**Materials provided**.
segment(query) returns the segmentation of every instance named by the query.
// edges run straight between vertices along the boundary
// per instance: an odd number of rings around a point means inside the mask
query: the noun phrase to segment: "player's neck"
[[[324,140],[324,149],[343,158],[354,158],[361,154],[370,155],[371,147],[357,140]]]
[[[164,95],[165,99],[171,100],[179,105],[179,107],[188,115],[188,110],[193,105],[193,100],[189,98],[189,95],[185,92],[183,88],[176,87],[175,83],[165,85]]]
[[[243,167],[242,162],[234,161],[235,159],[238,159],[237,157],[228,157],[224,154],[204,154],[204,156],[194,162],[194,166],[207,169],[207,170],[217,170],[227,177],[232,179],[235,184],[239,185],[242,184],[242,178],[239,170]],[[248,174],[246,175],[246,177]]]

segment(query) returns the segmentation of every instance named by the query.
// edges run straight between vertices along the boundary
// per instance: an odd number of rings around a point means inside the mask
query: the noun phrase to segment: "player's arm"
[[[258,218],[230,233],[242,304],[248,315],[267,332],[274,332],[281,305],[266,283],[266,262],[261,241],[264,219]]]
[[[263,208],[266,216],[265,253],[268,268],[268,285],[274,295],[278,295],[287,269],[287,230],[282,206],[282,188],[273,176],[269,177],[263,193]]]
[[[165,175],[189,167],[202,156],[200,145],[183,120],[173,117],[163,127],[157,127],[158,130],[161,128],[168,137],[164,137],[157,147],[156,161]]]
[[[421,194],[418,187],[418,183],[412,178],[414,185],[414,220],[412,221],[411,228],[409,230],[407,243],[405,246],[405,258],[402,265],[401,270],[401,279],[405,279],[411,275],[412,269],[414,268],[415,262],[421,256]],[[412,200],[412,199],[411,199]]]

**Direction**. Copy each line of the records above that contains the string "player", treating uppercase and lowercase as different.

**Worked answer**.
query: the noun phrase to segment: "player's neck"
query: the noun phrase to segment: "player's arm"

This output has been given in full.